● **PROVIDED PASSAGE**
** BEGIN **

I ran into the Thief maister guy completely on accident, boy that ability seems.. not great!

it's very funny that thief has some of the game's hands down best base skills (notably ensnare and helm splitter) and inarguably its worst loving maister skills. the autododge is kind of thematically appropriate, i guess, but in what loving universe is "i rub my knives together so hard they explode and also damage me" A) useful and B) something a thief would do

Vermain
Sep 5, 2006



MeatwadIsGod posted:

I'm wondering if I'll ever reach a point where I'm not hard up for money. So far I've only sold valuables based on where the item description implies they're rare/valuable (onyx in Vermund, tiger eyes in the Elven territory, etc.). I haven't been to the beastren territory yet so I'm saving up all that jasper until then. Still it feels like as soon as I get even about 100k gold it's gone in a blink after getting my pawn better gear and weapons.

the "easiest" way of getting gold is to repeatedly camp by the river in western vermund by the destroyed bridge to respawn the drakes to the south and to the north and kill them over and over. wyrmslife crystals sell for 1.5k per and you get about 10-15ish per drake kill, so you can easily fill your pockets if you're able to kill drakes efficiently

Vermain
Sep 5, 2006



it has been very funny seeing content creators tripping over their own dicks to get content out to not lose pace with The Discourse and then having to issue retractions because their sole source was clueless redditors instead of, like, literally anyone who'd played dragon's dogma 2 for more than five hours

AllNewJonasSalk posted:

Every time I try to fight a griffin the fuckers let me whittle them down a phase or two and then fly away.

if you manage to ignite them midair, it'll cripple their wings and ground them, so bring along a sorc pawn with fire magic or an archer with blast arrows and you'll be good to go

Vermain
Sep 5, 2006



Phlegmish posted:

Yeah I'm pretty sure you're supposed to hunt them down after they fly away and eventually kill them that way. I think that was how it worked in the first game as well.

Problem is finding out where they went. Forager isn't too useful for this, one time I was directed to a place that supposedly had 'Great Griffin Claw', but when I got there there was no griffin in sight

Anyone have ideas on how to track them?

they'll fly off to their nests when injured, so you'll either have to watch their flight path when you scare them off and intuit where a reasonable spot for a nest would be, or you need to grab onto them when it looks like they're about to take off and chug roborants to not fall off while they return to their lair

Vermain
Sep 5, 2006



MeatwadIsGod posted:

Guess I'll be broke for awhile because drakes have kicked my rear end on the rare occasions I've tried to fight them. I'm like level 32 or so now, maybe it'll go better next time. I should probably sell off some monster materials (at least ones I have a lot of) but my hoarder brain makes me obssess over whether or not I'll need them for upgrades later on.

** END **

● **SUPPLIED RECORDS**
** BEGIN **

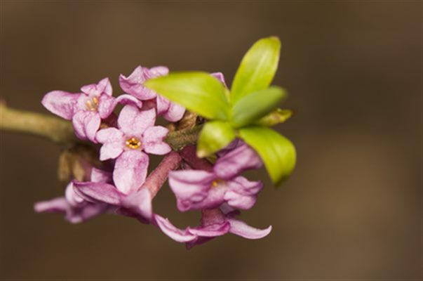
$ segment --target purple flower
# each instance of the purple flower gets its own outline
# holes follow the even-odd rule
[[[106,183],[111,180],[112,177],[109,173],[95,168],[92,169],[91,181]],[[39,213],[65,214],[67,221],[78,223],[105,212],[109,207],[104,203],[93,203],[85,200],[74,191],[74,185],[71,182],[66,187],[65,197],[37,202],[34,209]]]
[[[177,169],[182,159],[173,152],[166,155],[150,174],[142,187],[130,194],[119,191],[114,185],[106,183],[74,181],[74,189],[82,198],[90,202],[106,203],[118,207],[119,214],[135,217],[142,223],[149,223],[153,218],[152,200],[166,181],[169,171]]]
[[[83,140],[95,142],[95,133],[102,119],[107,119],[117,103],[134,103],[141,107],[142,103],[129,95],[117,98],[112,96],[112,85],[108,78],[98,84],[83,86],[81,93],[72,93],[53,91],[46,93],[41,103],[47,110],[66,119],[72,120],[75,133]]]
[[[188,249],[227,233],[235,234],[247,239],[260,239],[271,231],[271,226],[263,230],[253,228],[234,218],[234,212],[226,213],[222,209],[203,210],[201,224],[195,228],[179,229],[168,218],[159,215],[154,215],[154,224],[175,241],[186,243]]]
[[[107,128],[97,133],[97,140],[102,143],[100,159],[116,159],[113,181],[119,191],[129,194],[145,181],[149,164],[147,153],[163,155],[171,148],[163,141],[168,130],[154,126],[154,109],[140,110],[128,105],[118,117],[118,128]]]
[[[182,118],[185,109],[181,105],[172,103],[165,97],[157,95],[153,90],[144,86],[144,83],[148,79],[167,75],[168,72],[168,67],[163,66],[148,69],[140,65],[128,77],[121,74],[119,84],[126,93],[131,94],[140,100],[147,100],[156,98],[157,115],[163,116],[168,121],[175,122]]]
[[[211,171],[171,171],[169,185],[181,211],[216,208],[224,202],[234,208],[247,209],[255,203],[263,184],[239,175],[262,164],[257,154],[243,144],[217,159]]]

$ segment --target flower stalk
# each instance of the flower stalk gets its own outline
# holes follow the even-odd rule
[[[81,143],[69,121],[50,115],[16,110],[0,103],[0,129],[30,133],[62,145]],[[196,143],[201,126],[170,132],[165,141],[174,150]]]

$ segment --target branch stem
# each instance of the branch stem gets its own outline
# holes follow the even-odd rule
[[[81,143],[71,122],[54,116],[10,108],[0,102],[0,129],[30,133],[60,144]],[[165,141],[174,150],[196,143],[201,126],[170,132]]]

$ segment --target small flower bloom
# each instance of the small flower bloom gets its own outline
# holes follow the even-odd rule
[[[255,203],[263,184],[239,175],[262,164],[255,152],[244,144],[220,158],[212,171],[171,171],[169,185],[181,211],[216,208],[224,202],[234,208],[247,209]]]
[[[112,97],[108,78],[98,84],[83,86],[81,91],[79,93],[53,91],[44,96],[41,103],[56,115],[72,119],[75,133],[83,140],[95,142],[101,120],[110,116],[117,103],[134,103],[139,107],[142,105],[129,95]]]
[[[91,171],[91,181],[96,183],[109,182],[111,175],[104,171],[93,168]],[[66,187],[65,197],[35,204],[36,211],[47,213],[62,213],[65,214],[67,221],[78,223],[96,216],[107,211],[108,205],[104,203],[90,202],[85,200],[74,191],[73,183]]]
[[[144,185],[130,194],[124,194],[112,184],[98,182],[74,182],[76,194],[85,200],[113,205],[116,212],[149,223],[153,217],[152,200],[166,181],[169,171],[177,168],[181,157],[177,152],[166,155],[150,174]]]
[[[147,176],[151,153],[163,155],[171,148],[163,140],[168,130],[154,126],[154,109],[140,110],[127,105],[118,117],[118,128],[107,128],[97,133],[97,140],[102,143],[100,159],[116,159],[113,180],[119,191],[129,194],[139,188]]]
[[[144,86],[144,83],[148,79],[167,75],[168,72],[168,67],[163,66],[148,69],[140,65],[128,77],[121,74],[119,84],[126,93],[140,100],[147,100],[156,98],[157,115],[163,116],[168,121],[175,122],[182,118],[185,109],[165,97],[157,95],[155,91]]]
[[[179,229],[168,218],[154,215],[154,224],[166,235],[176,242],[186,243],[188,249],[210,240],[232,233],[247,239],[260,239],[271,231],[271,226],[266,229],[253,228],[246,223],[234,218],[234,213],[224,213],[220,209],[204,209],[200,226]]]

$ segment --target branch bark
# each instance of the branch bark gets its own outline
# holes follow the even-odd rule
[[[81,143],[75,136],[72,122],[43,113],[8,107],[0,102],[0,129],[41,136],[60,144]],[[201,126],[170,132],[165,141],[173,150],[197,142]]]

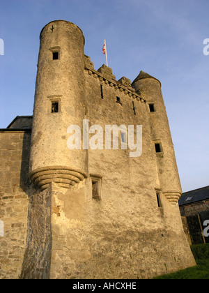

** END **

Write out the stretch of the Dragon's Dogma 2 forum thread from "Yeah I'm pretty" through "game as well.", word for word.

● **EXERCISE RESULT**
Yeah I'm pretty sure you're supposed to hunt them down after they fly away and eventually kill them that way. I think that was how it worked in the first game as well.